### GIVEN TEXT
======

Ultimately if you run the network you will be deemed the responsible person for the licenses, you should give your management the following warning to safeguard yourself, you will be removing all unlicensed software asap. If you are caught it runs into thousands of pounds in fines and you will lose your job.
No that is fact, it has happened to several Educational establishments over the last few years, check out the BSA or the FAST web sites. The advice is to cover yourself with everything in writing and tell the Head Teacher / Principal what actions you are going to take i.e. removal of all illegal software.
Have you got any independent source for that?
Of course I am prehaps not totally impartial being sat here at a reseller however I from our side we are seeing an increase in vender activity within schools. Its always a touchy subject though and much work is done under non-disclosure etc
I must also say that from experience I have not come across a school that is intentially underlicensed. Licensing is a dark art at the best of times and I like to think that it is more a case that there a confusion and once sorted out it will actually provide a school with a position to work from which can of course actually lead to more informed purchasing and the opportunity to save money.
When I worked in a primary school I was in charge of the licensing and all that. Firstly, I filed every licence in alphabetic order (dividers and everything ) with an alphabetic list at the very front showing an overview.
When we were audited by the LEA they just had to check the front which might have said "Office 2003 Pro x 50" and then flip to the section to actually see the licensing documentation.
This was then further verified by having spiceworks on a server, so they could see we had 50 licenses (paperwork) and only 45 copies installed (Spiceworks) etc.
They didn't check much as once they saw my system they knew it was done properly. Got commended really well on that - but took me a while to sort out when I first started.
Anyhow, any recommendations I made were only ever verbal - but I had a policy where because I was reponsible if we didn't have licences the school would have a couple of days to buy them, and if they didn't buy them the software came off.
When I first started they had Office 2003 installed everywhere, but only had licenses for Office 2000. The previous tech had upgraded the software thinking he was covered. School weren't happy when a note landed on the heads desk saying "need these, £1500".
Has anyone ever been auditted by FMSiS? They are supposed to be coming into our school sometime after the Easter holidays, and one of the things they ask for is proof of regular software audits and to see original licences etc.
I have a similar system to Hightower - physical licences in a folder arranged alphabetically, plus the details inputted onto Spiceworks to check installations against licence numbers. Then I run a report to show any non-compliance and uninstall the software, then re-run the report to show compliance.
Just wondering whether that'll satisfy the FMSiS people?
I assume so. FMSIS came into my last school and no1 actually asked us anything about the software - was all handled by the business manager who i know for a fact didn't have a clue about licensing (as she was my mother!) i gave them an almost up to date list of hardware and that was about it
I have to ask, but why are people inviting BSA and FACT on to their premisis? There are quite a few reasons NOT to do this as they actually have no legal right to enter your premesis without a legal warrant, amd as they get paid to find irregularities you can bet your bottom dollar that you won't besmilingafter an audit.
We're up to the limit on our virus checker license at the moment, so no more laptops are being issued until I get the green light to order some more. That's going to cause issues after Easter when I know there's 2 members of staff starting that I have yet to be formerly told about. Always seems to be the last to find out, apparently I have a cupboard full of laptops so they assume there's ALWAYS going to be spare ones. What they don't reaslise is this cupboard full of laptops contains all the ones that are broken, so old they're useless or are awaiting spare parts.

======

### PROVIDED RECORDS
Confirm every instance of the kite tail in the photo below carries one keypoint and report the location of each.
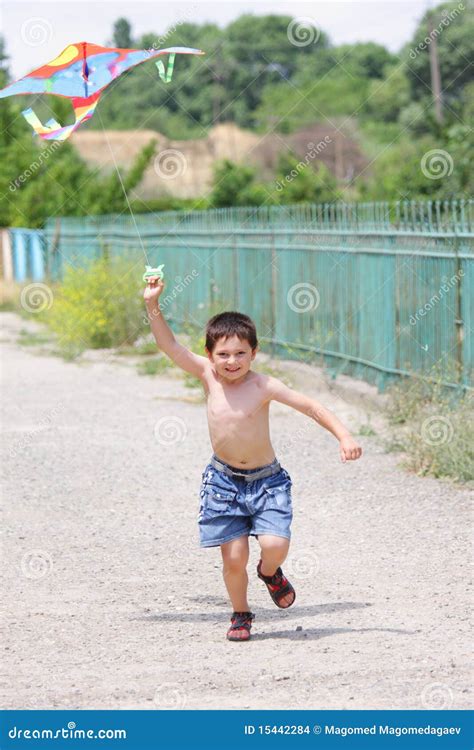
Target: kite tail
(83, 107)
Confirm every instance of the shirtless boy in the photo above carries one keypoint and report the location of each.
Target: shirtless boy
(245, 491)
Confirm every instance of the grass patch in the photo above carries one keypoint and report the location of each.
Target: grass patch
(155, 366)
(434, 427)
(36, 338)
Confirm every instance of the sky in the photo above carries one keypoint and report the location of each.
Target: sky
(36, 32)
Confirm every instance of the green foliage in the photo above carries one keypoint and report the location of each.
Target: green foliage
(453, 29)
(435, 427)
(254, 75)
(233, 184)
(386, 99)
(66, 184)
(299, 182)
(122, 34)
(98, 306)
(155, 366)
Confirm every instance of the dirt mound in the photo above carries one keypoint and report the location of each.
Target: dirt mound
(184, 169)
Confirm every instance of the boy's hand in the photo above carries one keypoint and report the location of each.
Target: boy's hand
(349, 449)
(153, 288)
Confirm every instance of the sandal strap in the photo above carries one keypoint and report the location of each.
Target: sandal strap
(241, 620)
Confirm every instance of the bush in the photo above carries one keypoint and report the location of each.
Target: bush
(98, 306)
(435, 428)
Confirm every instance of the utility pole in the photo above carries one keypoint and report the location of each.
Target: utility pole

======

### TASK ITEM
Transcribe the part of the forum thread on school software licensing between "When I worked" and "the licensing documentation.", inclusive. The entries have nothing to do with the forum thread on school software licensing.

### YOUR RESPONSE
When I worked in a primary school I was in charge of the licensing and all that. Firstly, I filed every licence in alphabetic order (dividers and everything ) with an alphabetic list at the very front showing an overview.
When we were audited by the LEA they just had to check the front which might have said "Office 2003 Pro x 50" and then flip to the section to actually see the licensing documentation.